**What you will do:** Please set down every line of the records below exactly, without the pictures.

**Information shown:**

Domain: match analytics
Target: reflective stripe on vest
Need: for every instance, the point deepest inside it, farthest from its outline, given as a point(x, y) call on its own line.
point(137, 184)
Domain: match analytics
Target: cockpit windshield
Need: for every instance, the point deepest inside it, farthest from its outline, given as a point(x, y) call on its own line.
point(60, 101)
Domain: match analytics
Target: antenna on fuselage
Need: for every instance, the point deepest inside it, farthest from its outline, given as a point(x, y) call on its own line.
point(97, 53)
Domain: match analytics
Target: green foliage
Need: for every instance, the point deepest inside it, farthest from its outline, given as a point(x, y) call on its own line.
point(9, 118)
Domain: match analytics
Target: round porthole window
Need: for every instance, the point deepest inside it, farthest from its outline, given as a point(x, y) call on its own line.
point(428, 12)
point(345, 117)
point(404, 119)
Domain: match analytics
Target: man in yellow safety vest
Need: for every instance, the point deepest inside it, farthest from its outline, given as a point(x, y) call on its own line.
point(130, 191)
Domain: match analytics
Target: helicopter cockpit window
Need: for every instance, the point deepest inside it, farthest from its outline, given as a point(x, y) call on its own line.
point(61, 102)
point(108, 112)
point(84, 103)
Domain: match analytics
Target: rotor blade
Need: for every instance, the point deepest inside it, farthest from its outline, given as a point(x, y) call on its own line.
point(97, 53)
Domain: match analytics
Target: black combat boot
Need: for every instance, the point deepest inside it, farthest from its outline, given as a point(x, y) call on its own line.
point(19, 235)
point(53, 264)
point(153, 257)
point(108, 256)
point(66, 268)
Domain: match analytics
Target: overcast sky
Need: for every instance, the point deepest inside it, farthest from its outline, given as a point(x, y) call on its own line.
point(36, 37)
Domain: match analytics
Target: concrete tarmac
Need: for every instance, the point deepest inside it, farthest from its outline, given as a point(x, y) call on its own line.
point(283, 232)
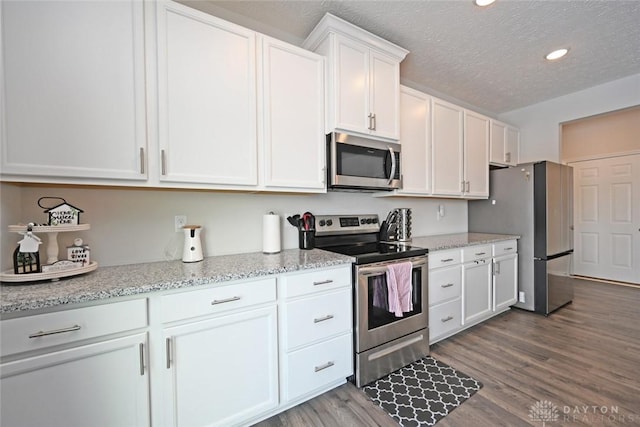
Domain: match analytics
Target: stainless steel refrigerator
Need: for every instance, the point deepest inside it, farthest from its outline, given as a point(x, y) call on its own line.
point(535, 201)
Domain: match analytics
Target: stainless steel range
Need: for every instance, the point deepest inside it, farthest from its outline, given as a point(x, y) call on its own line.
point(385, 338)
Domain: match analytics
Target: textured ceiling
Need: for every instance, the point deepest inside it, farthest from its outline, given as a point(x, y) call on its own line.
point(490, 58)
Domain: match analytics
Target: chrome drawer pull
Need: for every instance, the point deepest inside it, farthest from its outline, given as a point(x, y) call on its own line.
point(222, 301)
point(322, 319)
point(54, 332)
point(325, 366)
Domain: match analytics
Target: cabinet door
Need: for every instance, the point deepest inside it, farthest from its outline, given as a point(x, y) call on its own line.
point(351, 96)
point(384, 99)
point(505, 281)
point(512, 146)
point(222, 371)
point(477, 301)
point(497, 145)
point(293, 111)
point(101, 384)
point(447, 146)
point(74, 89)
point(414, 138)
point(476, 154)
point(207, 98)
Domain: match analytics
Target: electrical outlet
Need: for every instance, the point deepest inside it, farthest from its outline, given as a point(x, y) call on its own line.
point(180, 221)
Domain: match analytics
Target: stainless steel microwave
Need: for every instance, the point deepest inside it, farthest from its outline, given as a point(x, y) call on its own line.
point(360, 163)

**Answer space:**
Domain: match analytics
Target: reflective stripe on vest
Need: for every instance, the point deepest inside it, farthest from its outline, given as a point(x, y) call on its own line.
point(137, 184)
Domain: match analytics
Target: cockpit windshield
Need: for every instance, the point deepest inside it, farthest from its outline, given as a point(x, y) call on its own line.
point(60, 101)
Domain: match analytics
Target: antenna on fuselage
Need: for every instance, the point deepest inside it, farthest from its outline, given as a point(x, y) call on its own line.
point(97, 53)
Domain: match analytics
Target: green foliage
Need: for every instance, the point deepest inside it, farthest from its outline, given as a point(x, y) call on its own line.
point(9, 118)
Domain: match analytics
Target: round porthole window
Need: for every instance, the point deepest inside it, farthest from its outline, given as a point(x, y) call on its own line.
point(428, 12)
point(345, 117)
point(404, 119)
Domain: match analytics
Target: man in yellow safety vest
Need: for every instance, the point deepest inside it, farthest from its outline, given as a point(x, y) call on its own line.
point(130, 191)
Domain: match analytics
Target: helicopter cockpit window
Need: for every instance, the point deepest inside it, farthest from its outline, given as a point(x, y) call on its own line.
point(61, 102)
point(108, 112)
point(84, 103)
Domain: match analytics
Target: rotor blade
Need: for every instance, the point deepest inside it, farthest from its outline, given as a point(x, y) call on its own line.
point(97, 53)
Domain: match analytics
Target: black combat boot
Need: for every instance, the point deepest inside it, farthest from its outline, given as a point(x, y) call on its own line.
point(19, 235)
point(53, 264)
point(153, 257)
point(108, 256)
point(66, 268)
Domain: match analytics
Target: overcast sky
Need: for every instance, the point deepest inside it, farthest from its outline, given as a point(x, y) call on its own line.
point(36, 37)
Domain: match analytics
Target: concrete tarmac
Need: for every instance, the point deepest inside it, farthest from its outline, given as a point(x, y) call on its own line.
point(283, 232)
Domain: match analytics
Target: stainless steel refrigerator
Need: for every instance, the point deepest inside it, farthest from its outline, given as a point(x, y) call on its own line.
point(535, 201)
Domain: match analytics
Target: stainless steel range
Need: for every instance, the point deepest inside it, farthest from its outline, given as a point(x, y) call on its own line.
point(385, 338)
Domain: match analytics
Target: textured ceiling
Need: for every instance, the point deepest inside it, farthest from its outline, given as a point(x, y) call on its own line.
point(490, 58)
Domain: match analytics
Target: chrome drawer pull
Need: for every instance, the point deepest inside it, farthest from its outline, given as a point(x, y) call on its own line.
point(222, 301)
point(322, 319)
point(54, 332)
point(325, 366)
Domain: match analytics
Target: cabinet door
Need: for every instance, the point deepest inside it, farthest from its outline, given as a point(x, y) call on its own line.
point(351, 96)
point(384, 99)
point(505, 281)
point(512, 146)
point(222, 371)
point(477, 301)
point(497, 145)
point(293, 111)
point(101, 384)
point(447, 146)
point(74, 89)
point(414, 138)
point(476, 154)
point(207, 98)
Domain: match analytics
Target: electrical outlet
Need: for every instance, the point deepest inside it, farthest from its outline, given as a point(x, y) call on its own line.
point(180, 221)
Domain: match analytics
Target: stainless steel microwave
Need: for every instance, the point deepest inside it, farthest from its outline, given as a point(x, y) call on its own line.
point(360, 163)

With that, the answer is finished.